* YOUR TASK
Rescale the stretch of data from the line containing "of the teal" through the line containing "[[343, 55], [4, 64], [222, 57], [109, 47]]", both included. Repeat each line in full, but multiply every coordinate in the answers by 2.05 and round to whole numbers with halves rounded up, leaving everything else unchanged.

* SUPPLIED MATERIAL

▽

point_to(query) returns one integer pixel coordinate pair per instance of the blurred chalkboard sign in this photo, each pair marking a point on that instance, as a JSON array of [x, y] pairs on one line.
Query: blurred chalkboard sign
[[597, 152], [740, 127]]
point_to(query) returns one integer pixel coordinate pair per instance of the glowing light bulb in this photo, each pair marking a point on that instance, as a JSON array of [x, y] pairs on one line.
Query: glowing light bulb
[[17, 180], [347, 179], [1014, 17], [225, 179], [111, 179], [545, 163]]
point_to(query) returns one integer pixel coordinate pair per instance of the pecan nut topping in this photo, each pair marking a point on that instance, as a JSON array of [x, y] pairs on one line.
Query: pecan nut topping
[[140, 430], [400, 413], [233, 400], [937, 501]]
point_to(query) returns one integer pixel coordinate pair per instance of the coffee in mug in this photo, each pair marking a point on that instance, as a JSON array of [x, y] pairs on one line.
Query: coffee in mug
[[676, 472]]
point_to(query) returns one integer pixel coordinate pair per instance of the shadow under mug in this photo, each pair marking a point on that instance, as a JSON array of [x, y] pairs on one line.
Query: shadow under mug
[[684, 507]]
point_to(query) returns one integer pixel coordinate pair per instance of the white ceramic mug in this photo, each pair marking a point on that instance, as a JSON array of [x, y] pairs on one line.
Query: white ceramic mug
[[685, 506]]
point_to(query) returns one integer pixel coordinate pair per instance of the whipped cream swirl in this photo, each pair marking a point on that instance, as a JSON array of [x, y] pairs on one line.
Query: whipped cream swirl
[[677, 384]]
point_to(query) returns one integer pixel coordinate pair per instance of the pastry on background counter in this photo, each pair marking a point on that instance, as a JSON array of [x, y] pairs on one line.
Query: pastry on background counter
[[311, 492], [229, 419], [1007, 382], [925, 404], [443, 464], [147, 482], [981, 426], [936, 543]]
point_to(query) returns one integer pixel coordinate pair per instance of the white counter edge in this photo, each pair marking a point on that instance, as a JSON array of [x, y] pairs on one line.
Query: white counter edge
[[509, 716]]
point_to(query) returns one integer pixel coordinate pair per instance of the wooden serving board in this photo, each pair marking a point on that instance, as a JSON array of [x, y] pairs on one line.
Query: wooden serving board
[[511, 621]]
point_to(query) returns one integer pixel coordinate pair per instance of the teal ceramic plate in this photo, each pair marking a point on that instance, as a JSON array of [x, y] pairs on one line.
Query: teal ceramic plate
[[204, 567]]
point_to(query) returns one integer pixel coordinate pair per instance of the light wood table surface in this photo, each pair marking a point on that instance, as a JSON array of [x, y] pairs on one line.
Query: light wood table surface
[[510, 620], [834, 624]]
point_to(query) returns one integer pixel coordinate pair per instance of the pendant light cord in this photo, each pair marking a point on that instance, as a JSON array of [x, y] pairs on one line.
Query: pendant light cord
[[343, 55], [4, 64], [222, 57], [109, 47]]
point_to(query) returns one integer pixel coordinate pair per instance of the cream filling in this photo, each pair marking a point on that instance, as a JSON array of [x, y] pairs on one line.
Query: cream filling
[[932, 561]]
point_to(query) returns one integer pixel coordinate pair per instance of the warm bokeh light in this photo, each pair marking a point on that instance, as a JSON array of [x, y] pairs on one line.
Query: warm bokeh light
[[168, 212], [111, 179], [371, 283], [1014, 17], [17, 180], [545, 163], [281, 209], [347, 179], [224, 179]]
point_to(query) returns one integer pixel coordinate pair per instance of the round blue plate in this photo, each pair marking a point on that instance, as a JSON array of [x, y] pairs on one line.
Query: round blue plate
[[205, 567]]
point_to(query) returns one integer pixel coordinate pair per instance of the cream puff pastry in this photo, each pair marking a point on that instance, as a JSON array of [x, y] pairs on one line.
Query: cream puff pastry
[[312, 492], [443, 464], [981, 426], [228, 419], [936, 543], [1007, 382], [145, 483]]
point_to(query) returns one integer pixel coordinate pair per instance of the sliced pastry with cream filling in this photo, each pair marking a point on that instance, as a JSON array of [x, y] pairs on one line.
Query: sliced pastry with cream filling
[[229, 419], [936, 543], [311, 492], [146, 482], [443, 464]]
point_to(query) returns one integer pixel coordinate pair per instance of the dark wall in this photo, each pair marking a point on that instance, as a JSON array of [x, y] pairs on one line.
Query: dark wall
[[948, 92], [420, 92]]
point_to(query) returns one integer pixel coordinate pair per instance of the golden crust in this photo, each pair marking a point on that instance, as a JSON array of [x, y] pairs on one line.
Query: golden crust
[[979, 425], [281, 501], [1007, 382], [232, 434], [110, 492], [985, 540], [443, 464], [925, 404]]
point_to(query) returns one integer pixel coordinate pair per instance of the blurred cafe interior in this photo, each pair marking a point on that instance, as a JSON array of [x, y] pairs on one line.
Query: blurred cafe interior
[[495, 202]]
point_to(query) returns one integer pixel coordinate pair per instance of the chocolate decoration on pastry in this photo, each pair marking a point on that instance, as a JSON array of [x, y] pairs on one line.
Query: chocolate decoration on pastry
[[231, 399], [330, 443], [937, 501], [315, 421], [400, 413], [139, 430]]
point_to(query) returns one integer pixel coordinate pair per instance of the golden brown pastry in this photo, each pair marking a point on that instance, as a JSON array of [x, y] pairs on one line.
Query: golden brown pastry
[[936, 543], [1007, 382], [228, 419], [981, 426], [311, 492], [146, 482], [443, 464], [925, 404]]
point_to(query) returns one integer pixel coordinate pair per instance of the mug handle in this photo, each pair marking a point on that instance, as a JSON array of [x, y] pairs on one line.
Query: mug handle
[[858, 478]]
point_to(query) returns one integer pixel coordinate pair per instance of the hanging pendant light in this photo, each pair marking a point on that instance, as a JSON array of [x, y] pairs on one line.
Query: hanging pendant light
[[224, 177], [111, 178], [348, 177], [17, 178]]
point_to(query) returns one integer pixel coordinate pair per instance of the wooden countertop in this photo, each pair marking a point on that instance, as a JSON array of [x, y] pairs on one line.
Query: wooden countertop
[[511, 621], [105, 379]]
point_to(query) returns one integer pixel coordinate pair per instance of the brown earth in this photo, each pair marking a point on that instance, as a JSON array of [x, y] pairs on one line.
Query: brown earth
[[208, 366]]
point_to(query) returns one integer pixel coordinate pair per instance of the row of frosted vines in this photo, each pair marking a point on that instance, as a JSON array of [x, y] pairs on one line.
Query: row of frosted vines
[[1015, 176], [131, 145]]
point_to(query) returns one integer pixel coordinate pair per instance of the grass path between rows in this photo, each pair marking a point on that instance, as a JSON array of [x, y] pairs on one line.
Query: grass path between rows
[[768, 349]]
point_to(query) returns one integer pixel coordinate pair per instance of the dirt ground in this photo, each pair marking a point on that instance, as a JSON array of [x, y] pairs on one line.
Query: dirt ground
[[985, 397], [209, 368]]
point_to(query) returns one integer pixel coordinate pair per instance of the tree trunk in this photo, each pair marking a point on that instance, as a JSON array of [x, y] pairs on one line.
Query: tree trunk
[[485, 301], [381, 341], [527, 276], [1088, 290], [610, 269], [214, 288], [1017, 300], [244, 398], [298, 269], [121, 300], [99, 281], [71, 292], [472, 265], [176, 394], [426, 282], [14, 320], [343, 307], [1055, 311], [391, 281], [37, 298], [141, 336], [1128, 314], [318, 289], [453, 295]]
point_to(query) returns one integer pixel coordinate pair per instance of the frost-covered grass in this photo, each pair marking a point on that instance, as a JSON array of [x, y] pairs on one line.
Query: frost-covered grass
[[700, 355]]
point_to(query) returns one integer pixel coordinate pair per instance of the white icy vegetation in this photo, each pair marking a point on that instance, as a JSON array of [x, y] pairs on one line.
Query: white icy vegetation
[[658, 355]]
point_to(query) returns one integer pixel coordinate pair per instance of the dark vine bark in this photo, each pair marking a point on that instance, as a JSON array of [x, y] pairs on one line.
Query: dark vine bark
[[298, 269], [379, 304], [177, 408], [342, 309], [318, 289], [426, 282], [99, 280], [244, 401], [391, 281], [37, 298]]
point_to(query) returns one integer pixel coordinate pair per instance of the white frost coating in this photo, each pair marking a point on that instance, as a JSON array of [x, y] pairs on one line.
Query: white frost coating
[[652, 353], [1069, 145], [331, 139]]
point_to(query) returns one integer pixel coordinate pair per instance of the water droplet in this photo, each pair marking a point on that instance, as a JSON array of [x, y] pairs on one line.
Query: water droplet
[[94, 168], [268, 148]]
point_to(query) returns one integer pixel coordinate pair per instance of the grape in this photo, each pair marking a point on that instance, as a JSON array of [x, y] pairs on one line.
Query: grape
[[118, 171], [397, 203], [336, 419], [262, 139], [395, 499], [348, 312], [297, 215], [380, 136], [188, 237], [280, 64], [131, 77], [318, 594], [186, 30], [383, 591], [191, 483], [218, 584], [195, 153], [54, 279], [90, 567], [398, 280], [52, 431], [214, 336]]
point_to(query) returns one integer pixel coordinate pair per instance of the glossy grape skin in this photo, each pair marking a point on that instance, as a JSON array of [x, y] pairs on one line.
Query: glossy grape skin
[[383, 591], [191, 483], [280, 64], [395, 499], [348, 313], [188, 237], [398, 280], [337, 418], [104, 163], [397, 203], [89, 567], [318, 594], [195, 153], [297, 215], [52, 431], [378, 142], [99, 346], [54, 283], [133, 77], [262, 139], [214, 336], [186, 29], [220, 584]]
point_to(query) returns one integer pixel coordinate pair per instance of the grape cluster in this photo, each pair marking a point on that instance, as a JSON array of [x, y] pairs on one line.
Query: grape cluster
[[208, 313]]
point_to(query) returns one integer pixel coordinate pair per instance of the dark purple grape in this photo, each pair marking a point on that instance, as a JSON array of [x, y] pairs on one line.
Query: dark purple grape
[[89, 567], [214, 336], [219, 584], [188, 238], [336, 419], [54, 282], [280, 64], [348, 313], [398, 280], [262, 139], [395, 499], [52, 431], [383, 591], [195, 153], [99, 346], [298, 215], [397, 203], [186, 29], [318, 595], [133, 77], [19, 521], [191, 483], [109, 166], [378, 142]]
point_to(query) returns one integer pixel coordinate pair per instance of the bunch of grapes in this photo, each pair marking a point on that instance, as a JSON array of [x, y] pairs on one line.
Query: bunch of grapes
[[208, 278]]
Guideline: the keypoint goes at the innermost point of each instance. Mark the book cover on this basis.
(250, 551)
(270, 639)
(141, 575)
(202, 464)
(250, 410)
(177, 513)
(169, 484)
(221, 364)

△

* THE RESPONSE
point_to(query) returns one integer pixel coordinate pair per instance of the teal ceramic plate in this photo, each pair marking a point on that instance, as a JSON array of [x, y] pairs on one line.
Query: teal ceramic plate
[[418, 1162]]
point_to(query) returns one integer pixel coordinate pair per instance of the light wood table surface in this photo, each pair marking a point on that instance, as a JSON array of [x, y] pairs on one line.
Query: light wood table surface
[[1046, 1271], [1710, 1279]]
point_to(query) returns one integer pixel coordinate pair per instance of the pendant light cord in this photo, each pair marking a point on that instance, as a JSON array of [x, y] pairs on one line.
Query: pendant light cord
[[703, 113], [8, 131], [455, 117], [223, 96]]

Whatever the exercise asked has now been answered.